- The task: Images do not belong in the copy. Retype all the entries below exactly.

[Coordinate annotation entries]

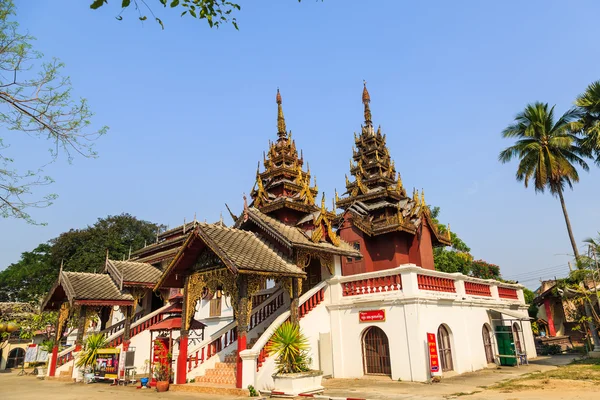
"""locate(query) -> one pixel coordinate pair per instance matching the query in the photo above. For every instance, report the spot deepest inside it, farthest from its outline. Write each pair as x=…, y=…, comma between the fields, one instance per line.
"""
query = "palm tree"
x=548, y=153
x=589, y=123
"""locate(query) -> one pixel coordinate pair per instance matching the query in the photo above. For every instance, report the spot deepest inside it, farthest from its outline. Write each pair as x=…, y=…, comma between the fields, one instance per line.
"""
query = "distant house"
x=557, y=317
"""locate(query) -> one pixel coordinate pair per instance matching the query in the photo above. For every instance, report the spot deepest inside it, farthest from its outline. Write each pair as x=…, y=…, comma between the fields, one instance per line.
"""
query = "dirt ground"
x=547, y=378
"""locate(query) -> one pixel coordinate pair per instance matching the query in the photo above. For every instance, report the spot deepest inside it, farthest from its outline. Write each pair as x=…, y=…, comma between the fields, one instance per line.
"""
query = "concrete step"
x=211, y=388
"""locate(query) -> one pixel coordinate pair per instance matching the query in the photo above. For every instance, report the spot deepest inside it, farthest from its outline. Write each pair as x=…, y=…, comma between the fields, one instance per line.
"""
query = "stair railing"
x=227, y=335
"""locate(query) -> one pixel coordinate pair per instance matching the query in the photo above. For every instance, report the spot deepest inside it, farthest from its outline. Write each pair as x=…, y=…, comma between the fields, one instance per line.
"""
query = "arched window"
x=15, y=358
x=445, y=348
x=517, y=337
x=376, y=352
x=487, y=343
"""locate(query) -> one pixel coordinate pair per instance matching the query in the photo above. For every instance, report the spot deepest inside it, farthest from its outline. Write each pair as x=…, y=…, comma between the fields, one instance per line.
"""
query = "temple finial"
x=366, y=101
x=281, y=131
x=233, y=216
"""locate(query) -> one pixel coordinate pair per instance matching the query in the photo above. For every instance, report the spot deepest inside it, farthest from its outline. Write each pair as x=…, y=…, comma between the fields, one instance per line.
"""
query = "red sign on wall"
x=371, y=316
x=434, y=360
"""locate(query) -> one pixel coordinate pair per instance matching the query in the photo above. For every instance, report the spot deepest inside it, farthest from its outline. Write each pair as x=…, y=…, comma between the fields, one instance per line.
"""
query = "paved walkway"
x=14, y=387
x=386, y=389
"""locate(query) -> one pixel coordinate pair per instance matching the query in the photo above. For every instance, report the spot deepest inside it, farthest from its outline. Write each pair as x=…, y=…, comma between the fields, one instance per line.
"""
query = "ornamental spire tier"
x=375, y=201
x=284, y=188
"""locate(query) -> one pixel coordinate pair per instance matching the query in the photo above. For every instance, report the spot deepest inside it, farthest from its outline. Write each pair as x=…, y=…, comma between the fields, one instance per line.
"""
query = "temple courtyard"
x=547, y=378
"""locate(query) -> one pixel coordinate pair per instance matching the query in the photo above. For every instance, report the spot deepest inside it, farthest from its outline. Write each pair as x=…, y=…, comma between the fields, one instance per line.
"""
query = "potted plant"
x=293, y=374
x=87, y=358
x=162, y=369
x=161, y=374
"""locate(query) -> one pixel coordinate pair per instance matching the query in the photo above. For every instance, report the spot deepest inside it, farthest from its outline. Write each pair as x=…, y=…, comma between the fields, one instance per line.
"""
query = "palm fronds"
x=291, y=348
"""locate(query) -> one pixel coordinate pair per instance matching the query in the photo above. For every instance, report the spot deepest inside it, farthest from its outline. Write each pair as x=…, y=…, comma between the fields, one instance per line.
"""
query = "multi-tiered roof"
x=284, y=183
x=376, y=197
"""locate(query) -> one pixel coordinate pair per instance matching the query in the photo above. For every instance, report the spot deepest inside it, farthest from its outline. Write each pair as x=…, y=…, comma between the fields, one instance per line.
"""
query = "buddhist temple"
x=378, y=216
x=361, y=284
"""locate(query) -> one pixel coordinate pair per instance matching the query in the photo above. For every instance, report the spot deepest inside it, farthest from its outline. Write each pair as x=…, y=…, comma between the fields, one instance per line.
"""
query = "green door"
x=506, y=347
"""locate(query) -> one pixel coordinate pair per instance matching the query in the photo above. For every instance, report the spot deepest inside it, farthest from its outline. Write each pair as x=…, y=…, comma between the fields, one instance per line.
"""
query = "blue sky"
x=191, y=110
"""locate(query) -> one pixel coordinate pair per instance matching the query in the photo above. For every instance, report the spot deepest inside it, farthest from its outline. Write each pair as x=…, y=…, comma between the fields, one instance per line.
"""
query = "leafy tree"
x=452, y=261
x=82, y=250
x=26, y=279
x=36, y=99
x=588, y=104
x=529, y=297
x=215, y=12
x=484, y=270
x=547, y=151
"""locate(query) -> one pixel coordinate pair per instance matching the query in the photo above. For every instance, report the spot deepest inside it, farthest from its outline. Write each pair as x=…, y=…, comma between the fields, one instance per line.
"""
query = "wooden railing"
x=507, y=293
x=228, y=334
x=304, y=308
x=372, y=285
x=115, y=337
x=478, y=289
x=435, y=283
x=120, y=325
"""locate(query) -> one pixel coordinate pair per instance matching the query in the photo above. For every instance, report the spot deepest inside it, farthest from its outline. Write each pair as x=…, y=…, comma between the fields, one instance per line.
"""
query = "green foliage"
x=588, y=124
x=214, y=12
x=546, y=148
x=28, y=278
x=458, y=257
x=92, y=344
x=550, y=349
x=82, y=250
x=35, y=99
x=452, y=261
x=290, y=346
x=484, y=270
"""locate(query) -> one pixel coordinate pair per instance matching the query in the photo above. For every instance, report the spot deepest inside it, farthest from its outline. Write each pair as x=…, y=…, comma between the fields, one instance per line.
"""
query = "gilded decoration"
x=63, y=317
x=327, y=262
x=138, y=294
x=193, y=292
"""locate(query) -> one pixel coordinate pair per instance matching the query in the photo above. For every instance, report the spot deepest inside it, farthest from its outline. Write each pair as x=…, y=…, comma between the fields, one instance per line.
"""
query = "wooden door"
x=487, y=344
x=376, y=352
x=445, y=349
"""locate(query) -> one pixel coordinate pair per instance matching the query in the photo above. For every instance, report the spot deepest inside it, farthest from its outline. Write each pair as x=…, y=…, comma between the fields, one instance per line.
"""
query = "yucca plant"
x=290, y=346
x=92, y=344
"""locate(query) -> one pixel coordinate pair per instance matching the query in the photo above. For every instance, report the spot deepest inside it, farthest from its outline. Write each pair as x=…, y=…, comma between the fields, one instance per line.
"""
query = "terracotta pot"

- Output:
"""locate(query) -> one pixel coordinate pair per instance matching the query in the photo above. For every instance, report the spot deepest inside it, farthest from its outline. Write each pair as x=…, y=…, comma between the fields, one instance per line.
"""
query = "palm tree"
x=548, y=153
x=589, y=123
"""locate(query) -> one pixel coordinate pair per instance matching the query in the photo above. For every instance, report the spot deepest inside it, farthest from its outline. Write each pair as x=…, y=…, comma between the fields, one instance per line.
"""
query = "distant house"
x=557, y=317
"""locate(query) -> one pixel coordinate pair per instance matching the query in the photo above. For every instance, report the spot deepest inside it, farthest from its outline. Write each pair as x=…, y=…, comma between the fields, one instance per line.
"""
query = "dirt ground"
x=547, y=378
"""locate(query) -> one pixel coordinate pair per instance matching the query in the photo above. For every instance, report the spot deepest inside it, farthest from its outline. Write each pair as x=…, y=…, comma between the fields, one instance per line.
"""
query = "concrete step"
x=211, y=388
"""locate(query) -> one pixel coordinate pair per instance matching the query in the photo above. For every instance, report the spot deepest inside it, farthest from its outline. Write each pair as x=…, y=…, comma between the fields, one instance per line.
"""
query = "stair railing"
x=227, y=335
"""locate(query) -> one pixel coordinate pair per instance matching the query in the photo above. For every instance, report the spot deepest inside it, farthest from its outline. Write each pair as x=…, y=…, comma between the fields, one instance per line.
"""
query = "arched window"
x=15, y=358
x=445, y=348
x=517, y=337
x=376, y=352
x=487, y=343
"""locate(query) -> one pixel coordinate pair per instance matching the query in the photo above. For every instance, report the spot deepest inside it, farthest from its outline. Write each pair as x=…, y=…, comma between the fields, one instance per line.
"""
query = "temple finial"
x=366, y=101
x=281, y=131
x=233, y=216
"""locate(query) -> one pixel coordinate pair per instance matching the query in the photo above. For every instance, report the spot deepest inside it, farthest from its outline. Write each pair as x=…, y=…, comma between the fields, one instance per line.
"""
query = "red sign on wall"
x=371, y=316
x=434, y=360
"""locate(query) -> one pixel coordinate pair per instance matching the query in the photo above. For every instance, report the spot deepest inside it, farthest from its outline. Write each pair as x=…, y=…, comma between the fields, one instance per line.
"""
query = "paved walkway"
x=14, y=387
x=386, y=389
"""locate(query) -> one pixel coordinate pair per instance matching the query in the photo above. For every instance, report the spot deepest inside it, farthest from its outline. Write each pair as x=…, y=…, comma between the fields, one instance per line.
"""
query = "ornamental spire tier"
x=375, y=201
x=284, y=188
"""locate(query) -> one pixel coordinate pair per instance matching the query in the photo above. For every instance, report the spot deepest inside it, farthest from its outline. Write each pair as x=…, y=…, comma between the fields, one instance per line.
"""
query = "temple courtyard"
x=547, y=378
"""locate(query) -> one pixel coordinate pair per instance matching the query in the photo above. For every instance, report the spot deepest inside it, farthest from its outline. Write each pair as x=…, y=…, comma between the fields, one instance per line.
"""
query = "potted plant"
x=293, y=374
x=87, y=358
x=162, y=369
x=161, y=374
"""locate(query) -> one pixel coordinate pair per instance matching the query in the photo above. For every instance, report the spot deepest inside it, farthest from its outline. Write each pair as x=…, y=…, comma between the fields, one instance per line.
"""
query = "palm fronds"
x=291, y=348
"""locate(query) -> one pixel coordinate pair per instance matching the query in the photo above. For every instance, report the spot deepest inside it, farthest from its outline. Write each pair as x=…, y=…, comma between the fields, one instance per line.
"""
query = "multi-tiered roof"
x=284, y=183
x=376, y=197
"""locate(query) -> one pixel coordinate pair per instance matching the query in the photo above. For every instance, report the spot deepest inside it, farthest from its outline. Write each pair as x=…, y=…, comma between the fields, one instance per line.
"""
query = "buddhist temple"
x=378, y=216
x=361, y=284
"""locate(query) -> one pixel coordinate pair per instance matching the query in the photo above. For every instance, report the spot deepest inside it, farthest from its outline. Write each pair as x=…, y=…, comma between the fields, one instance per line.
"""
query = "green door"
x=506, y=347
"""locate(query) -> one pixel coordinate pair per instance matching the query in the photo above. For every instance, report the spot deepest inside it, farthest from its outline. Write each pair as x=…, y=…, comma between the fields, one instance per line.
"""
query = "blue sky"
x=191, y=110
"""locate(query) -> one pixel coordinate pair per instance matching the query in the photo above. For every instance, report the spot deepest inside it, farthest from its outline. Write each pair as x=…, y=…, comma between the fields, one instance per line.
"""
query = "leafy tree"
x=452, y=261
x=82, y=250
x=26, y=279
x=36, y=99
x=588, y=104
x=529, y=297
x=215, y=12
x=484, y=270
x=547, y=151
"""locate(query) -> one pixel coordinate pair per instance matching the query in the photo above. For every instance, report the spot deepest inside it, farthest from its outline. Write each pair as x=…, y=…, comma between the fields, one instance per line.
"""
query = "wooden railing"
x=507, y=293
x=228, y=334
x=304, y=308
x=372, y=285
x=115, y=337
x=478, y=289
x=435, y=283
x=120, y=325
"""locate(query) -> one pixel coordinate pair per instance matching the query in the photo above. For every instance, report the spot deepest inside it, farthest from its outline. Write each pair as x=…, y=…, comma between the fields, one instance per line.
"""
query = "green foliage"
x=588, y=124
x=214, y=12
x=546, y=148
x=28, y=278
x=458, y=257
x=92, y=344
x=550, y=349
x=82, y=250
x=35, y=99
x=452, y=261
x=290, y=346
x=484, y=270
"""locate(query) -> one pixel coordinate pair per instance matching the query in the photo above. For every instance, report the spot deepest inside it, farthest from its outline. Write each pair as x=…, y=…, comma between the fields, one instance per line.
"""
query = "gilded decoration"
x=63, y=317
x=327, y=262
x=138, y=294
x=193, y=292
"""locate(query) -> one pixel coordinate pair per instance matching the query in the photo above. For every instance, report the spot deepest inside it, farthest from its outline. Write each pair as x=…, y=…, comma between the fields, one instance per line.
"""
query = "wooden door"
x=487, y=344
x=376, y=352
x=445, y=349
"""locate(query) -> one pixel coordinate pair per instance matching the query in the photo above. For every instance, report the spot deepest inside it, farthest from its outline. Write each pair as x=…, y=…, comma between the fields, one instance per line.
"""
query = "yucca plant"
x=290, y=346
x=92, y=344
"""locate(query) -> one pixel coordinate pair per instance matching the query in the photo above. For every instance, report the spot deepest inside it, farthest from its outline. Write each pair as x=…, y=…, comma between the fields, one instance per line.
"""
query = "terracotta pot"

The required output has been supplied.